WRITTEN REQUEST 1:
Answer these questions about the forum thread on riding:
(a) How old does the first poster say they are?
(b) How many hours and how many miles did Trophy say they trained straight in the woods?
(c) In theMeat's later post, what does the described situation sound more like than plateauing?

READING PASSAGE:
──────

# How much is too much?



## dirtdawg21892 (Jul 20, 2009)

I ride a lot. Almost every day. Generally techie trails for 3+ hours at a high output, but occasionally laid back cruising rides too. I’m 21 and have ridden year round for 3 consecutive years now. I am also known to string rides together, which can lead to 6+ hours of mixed paces and varying outputs. Considering the amount and level that I ride, I seem to have plateaued. I’m not getting any bigger, faster or stronger. If anything I’m loosing weight in the form of muscle mass. Any ideas? Have I put my body into panic-mode by overusing it?


----------



## theMeat (Jan 5, 2010)

Maybe eat more but certainly more often, and try to stay around a 4 to 1 ratio. Always eat right after or at least within an hour of exercise.
Take some time off. 2days a week in a row is good for most to avoid plateauing and sometimes a week or more to break a stubborn plateau is best.


----------



## Trophy (Jan 10, 2013)

Had my physical last wk. Asked my doc almost the same question. He didn't seem to think it was a problem. I told him that I trained for 7 hrs straight in the woods (75mi). He said my body would let me know if it's too much. I seriously don't think he had a clue as to what level of effort I was talking about! He's probably never been on a mountain bike.


----------



## crit_boy (Jul 31, 2007)

Sounds like you are at a decision point. 

If you want to pursue competition, then you may need to plan your training schedule for building, resting, and peaking. There are all kinds of coaching and training professionals. The challenge is finding the right one. 

If you are riding for enjoyment, then ride as you like. Be careful to get some rest. Your body needs time to repair damage.


----------



## weaselnoze (Aug 27, 2013)

i WISH i had this much time to ride...


----------



## theMeat (Jan 5, 2010)

Fwiw what you describe sounds more like overtraining than plateauing.


----------



## kragu (Jun 14, 2011)

Your body needs time to repair itself. Every time you ride, you tear down muscle. Rest and eating well gives your body time to do what it needs to to adapt and come back better equipped to do what caused the initial tear down in the first place.

That's a crap sentence. I'm tired...


----------

──────

(Segmentation data)
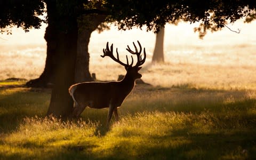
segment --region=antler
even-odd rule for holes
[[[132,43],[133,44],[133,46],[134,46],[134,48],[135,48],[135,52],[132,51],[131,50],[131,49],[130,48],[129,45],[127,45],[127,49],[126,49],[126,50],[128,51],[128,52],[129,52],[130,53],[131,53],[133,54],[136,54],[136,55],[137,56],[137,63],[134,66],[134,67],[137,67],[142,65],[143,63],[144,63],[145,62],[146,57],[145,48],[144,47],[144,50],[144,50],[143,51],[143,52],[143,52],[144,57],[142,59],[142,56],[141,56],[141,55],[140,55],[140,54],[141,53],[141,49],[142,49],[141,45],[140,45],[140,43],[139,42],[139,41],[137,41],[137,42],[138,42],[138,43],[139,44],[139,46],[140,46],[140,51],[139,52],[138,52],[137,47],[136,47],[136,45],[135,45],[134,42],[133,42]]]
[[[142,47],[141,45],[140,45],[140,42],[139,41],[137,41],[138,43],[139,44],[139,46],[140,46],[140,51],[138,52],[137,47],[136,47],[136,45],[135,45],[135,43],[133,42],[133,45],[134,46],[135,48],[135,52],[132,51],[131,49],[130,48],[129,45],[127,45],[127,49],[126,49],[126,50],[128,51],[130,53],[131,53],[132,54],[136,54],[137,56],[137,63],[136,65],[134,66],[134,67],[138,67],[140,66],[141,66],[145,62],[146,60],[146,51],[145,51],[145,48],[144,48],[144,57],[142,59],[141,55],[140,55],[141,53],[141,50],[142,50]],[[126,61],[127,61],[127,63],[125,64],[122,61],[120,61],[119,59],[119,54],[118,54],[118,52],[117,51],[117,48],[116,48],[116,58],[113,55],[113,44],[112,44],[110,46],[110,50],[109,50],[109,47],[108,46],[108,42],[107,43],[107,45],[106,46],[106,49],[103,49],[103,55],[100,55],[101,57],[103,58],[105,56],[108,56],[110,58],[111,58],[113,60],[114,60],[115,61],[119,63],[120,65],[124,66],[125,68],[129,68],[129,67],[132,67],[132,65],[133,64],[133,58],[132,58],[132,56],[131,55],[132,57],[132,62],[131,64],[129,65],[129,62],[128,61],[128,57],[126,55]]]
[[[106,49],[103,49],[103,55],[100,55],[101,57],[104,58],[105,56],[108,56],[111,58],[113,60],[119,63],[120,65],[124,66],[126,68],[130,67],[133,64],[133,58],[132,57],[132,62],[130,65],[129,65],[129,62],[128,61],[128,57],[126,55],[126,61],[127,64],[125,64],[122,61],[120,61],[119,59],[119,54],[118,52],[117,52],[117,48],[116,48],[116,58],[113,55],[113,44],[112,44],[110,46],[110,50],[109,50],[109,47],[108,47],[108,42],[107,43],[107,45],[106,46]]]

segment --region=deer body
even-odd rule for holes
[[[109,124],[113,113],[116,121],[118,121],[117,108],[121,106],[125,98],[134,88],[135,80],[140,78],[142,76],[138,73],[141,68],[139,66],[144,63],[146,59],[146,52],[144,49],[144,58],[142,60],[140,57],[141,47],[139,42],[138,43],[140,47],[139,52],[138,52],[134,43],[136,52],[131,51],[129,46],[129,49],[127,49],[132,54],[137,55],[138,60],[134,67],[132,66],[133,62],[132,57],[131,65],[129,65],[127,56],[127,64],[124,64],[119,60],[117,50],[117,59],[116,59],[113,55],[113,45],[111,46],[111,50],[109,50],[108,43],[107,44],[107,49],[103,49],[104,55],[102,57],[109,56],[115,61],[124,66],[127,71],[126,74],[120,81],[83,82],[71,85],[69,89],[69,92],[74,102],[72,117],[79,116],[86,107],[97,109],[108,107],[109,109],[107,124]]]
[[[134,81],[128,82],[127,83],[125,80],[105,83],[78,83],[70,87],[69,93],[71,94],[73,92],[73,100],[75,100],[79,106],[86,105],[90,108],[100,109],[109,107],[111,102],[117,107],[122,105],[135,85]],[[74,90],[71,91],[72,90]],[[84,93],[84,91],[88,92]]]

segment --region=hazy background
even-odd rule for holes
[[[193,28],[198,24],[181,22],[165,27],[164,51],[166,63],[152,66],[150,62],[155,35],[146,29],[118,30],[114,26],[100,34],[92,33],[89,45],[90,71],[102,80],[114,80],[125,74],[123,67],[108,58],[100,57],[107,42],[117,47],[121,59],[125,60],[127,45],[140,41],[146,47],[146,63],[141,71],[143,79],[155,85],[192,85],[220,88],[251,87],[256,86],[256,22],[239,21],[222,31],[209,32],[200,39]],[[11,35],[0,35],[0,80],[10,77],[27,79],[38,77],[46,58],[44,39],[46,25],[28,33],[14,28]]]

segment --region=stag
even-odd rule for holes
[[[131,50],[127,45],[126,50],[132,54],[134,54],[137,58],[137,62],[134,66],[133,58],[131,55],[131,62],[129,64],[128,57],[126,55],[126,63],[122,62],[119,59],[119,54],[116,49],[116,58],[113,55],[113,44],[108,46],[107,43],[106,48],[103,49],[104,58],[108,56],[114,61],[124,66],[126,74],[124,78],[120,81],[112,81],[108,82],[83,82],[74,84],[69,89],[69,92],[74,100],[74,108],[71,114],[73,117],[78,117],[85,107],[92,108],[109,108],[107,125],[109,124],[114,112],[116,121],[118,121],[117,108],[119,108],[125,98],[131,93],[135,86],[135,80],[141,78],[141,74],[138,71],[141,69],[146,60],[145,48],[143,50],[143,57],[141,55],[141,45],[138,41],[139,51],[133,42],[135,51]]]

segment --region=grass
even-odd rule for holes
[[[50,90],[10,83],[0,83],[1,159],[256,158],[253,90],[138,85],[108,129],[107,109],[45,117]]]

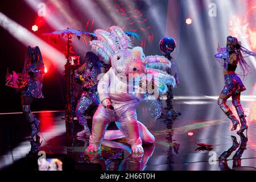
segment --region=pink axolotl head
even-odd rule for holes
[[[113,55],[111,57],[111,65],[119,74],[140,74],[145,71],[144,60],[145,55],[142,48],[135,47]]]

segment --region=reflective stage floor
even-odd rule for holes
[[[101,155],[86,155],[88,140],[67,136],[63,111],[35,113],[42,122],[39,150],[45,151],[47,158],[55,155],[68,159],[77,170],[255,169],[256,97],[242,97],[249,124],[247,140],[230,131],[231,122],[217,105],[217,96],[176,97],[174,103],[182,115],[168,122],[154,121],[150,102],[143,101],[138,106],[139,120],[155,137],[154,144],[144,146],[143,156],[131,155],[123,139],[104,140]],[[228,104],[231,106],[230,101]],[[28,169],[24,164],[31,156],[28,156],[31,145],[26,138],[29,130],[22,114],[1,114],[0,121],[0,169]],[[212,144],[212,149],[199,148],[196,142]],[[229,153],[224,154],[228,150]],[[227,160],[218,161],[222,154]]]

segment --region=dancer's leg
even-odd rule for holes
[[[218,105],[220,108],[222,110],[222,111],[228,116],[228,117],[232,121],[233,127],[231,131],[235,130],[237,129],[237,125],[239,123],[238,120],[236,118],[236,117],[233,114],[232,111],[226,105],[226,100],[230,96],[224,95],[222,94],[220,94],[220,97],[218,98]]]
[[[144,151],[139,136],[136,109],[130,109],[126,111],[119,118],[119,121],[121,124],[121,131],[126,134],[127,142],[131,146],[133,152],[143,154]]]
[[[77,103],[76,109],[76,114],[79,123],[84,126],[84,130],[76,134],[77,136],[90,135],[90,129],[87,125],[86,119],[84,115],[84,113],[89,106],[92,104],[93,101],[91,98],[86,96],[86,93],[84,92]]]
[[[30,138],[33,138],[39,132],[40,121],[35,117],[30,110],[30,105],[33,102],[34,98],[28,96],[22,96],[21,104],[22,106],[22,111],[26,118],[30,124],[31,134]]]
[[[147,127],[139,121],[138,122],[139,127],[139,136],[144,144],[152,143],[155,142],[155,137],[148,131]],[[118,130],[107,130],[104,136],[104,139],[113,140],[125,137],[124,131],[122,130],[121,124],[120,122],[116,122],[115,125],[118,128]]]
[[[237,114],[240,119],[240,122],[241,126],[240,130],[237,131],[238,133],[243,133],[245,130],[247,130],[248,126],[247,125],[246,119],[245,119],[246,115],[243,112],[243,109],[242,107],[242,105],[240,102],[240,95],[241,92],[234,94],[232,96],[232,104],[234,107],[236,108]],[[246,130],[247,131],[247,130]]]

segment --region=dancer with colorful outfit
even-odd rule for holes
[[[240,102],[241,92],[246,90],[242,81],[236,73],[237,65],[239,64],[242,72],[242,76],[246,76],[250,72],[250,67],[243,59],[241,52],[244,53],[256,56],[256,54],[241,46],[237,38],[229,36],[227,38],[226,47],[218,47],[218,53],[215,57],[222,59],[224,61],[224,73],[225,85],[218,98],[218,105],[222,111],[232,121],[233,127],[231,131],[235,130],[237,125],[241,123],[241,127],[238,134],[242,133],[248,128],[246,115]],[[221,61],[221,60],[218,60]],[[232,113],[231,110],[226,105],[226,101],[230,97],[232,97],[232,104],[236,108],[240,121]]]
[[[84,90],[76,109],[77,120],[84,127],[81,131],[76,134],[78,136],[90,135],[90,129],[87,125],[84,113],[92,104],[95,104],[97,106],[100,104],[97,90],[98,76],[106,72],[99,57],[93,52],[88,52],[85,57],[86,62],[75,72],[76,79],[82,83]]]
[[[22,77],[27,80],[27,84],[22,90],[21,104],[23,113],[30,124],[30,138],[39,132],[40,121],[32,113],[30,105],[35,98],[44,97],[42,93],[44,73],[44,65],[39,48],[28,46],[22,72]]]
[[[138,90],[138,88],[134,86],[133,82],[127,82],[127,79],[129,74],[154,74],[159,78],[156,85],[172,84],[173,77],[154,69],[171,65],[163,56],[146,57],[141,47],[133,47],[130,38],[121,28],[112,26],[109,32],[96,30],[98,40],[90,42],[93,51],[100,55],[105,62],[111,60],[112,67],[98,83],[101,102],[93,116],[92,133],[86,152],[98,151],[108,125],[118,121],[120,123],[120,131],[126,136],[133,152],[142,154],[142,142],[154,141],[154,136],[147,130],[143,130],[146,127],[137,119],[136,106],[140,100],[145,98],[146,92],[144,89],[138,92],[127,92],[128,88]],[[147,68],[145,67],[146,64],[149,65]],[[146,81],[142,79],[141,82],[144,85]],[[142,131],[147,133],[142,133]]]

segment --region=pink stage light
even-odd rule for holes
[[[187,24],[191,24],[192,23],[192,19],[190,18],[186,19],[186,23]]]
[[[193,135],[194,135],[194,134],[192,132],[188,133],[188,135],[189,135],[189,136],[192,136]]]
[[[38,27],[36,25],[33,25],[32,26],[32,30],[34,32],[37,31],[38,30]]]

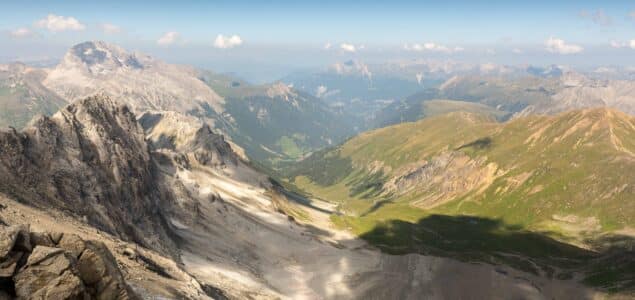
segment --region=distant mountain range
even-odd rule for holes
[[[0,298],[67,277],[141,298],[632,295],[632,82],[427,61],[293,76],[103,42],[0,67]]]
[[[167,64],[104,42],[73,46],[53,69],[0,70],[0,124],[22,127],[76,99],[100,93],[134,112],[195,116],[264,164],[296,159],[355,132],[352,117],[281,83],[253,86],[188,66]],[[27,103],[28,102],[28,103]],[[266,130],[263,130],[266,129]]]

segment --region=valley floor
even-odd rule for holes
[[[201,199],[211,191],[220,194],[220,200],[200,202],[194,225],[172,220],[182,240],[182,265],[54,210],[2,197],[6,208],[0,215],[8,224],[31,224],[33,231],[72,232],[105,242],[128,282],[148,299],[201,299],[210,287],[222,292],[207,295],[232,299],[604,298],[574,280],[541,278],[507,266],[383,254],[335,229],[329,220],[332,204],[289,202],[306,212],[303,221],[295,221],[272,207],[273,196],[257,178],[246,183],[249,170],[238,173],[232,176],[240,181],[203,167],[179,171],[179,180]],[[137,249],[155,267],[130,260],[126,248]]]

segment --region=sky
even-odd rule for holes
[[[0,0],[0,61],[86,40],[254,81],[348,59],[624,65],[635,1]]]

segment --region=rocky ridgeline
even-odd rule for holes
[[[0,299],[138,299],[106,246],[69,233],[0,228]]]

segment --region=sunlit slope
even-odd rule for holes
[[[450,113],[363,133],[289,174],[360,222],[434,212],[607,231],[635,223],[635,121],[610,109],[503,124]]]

──────

WRITTEN REQUEST 2: Arrange as a numbered list the lines of the segmentation records, starting with the line with "segment --region=sky" and going on through the last line of the records. Leave out blank lines.

REPLY 1:
(a) 21
(b) 7 hours and 75 miles
(c) Overtraining

REPLY 2:
1. segment --region=sky
2. even-odd rule for holes
3. [[[0,0],[0,61],[86,40],[254,81],[348,59],[624,65],[635,1]]]
4. segment --region=rocky ridgeline
5. even-odd rule for holes
6. [[[0,299],[138,299],[106,246],[69,233],[0,228]]]
7. segment --region=sunlit slope
8. even-odd rule for holes
9. [[[450,113],[363,133],[289,174],[360,222],[434,212],[607,231],[635,223],[635,121],[610,109],[503,124]]]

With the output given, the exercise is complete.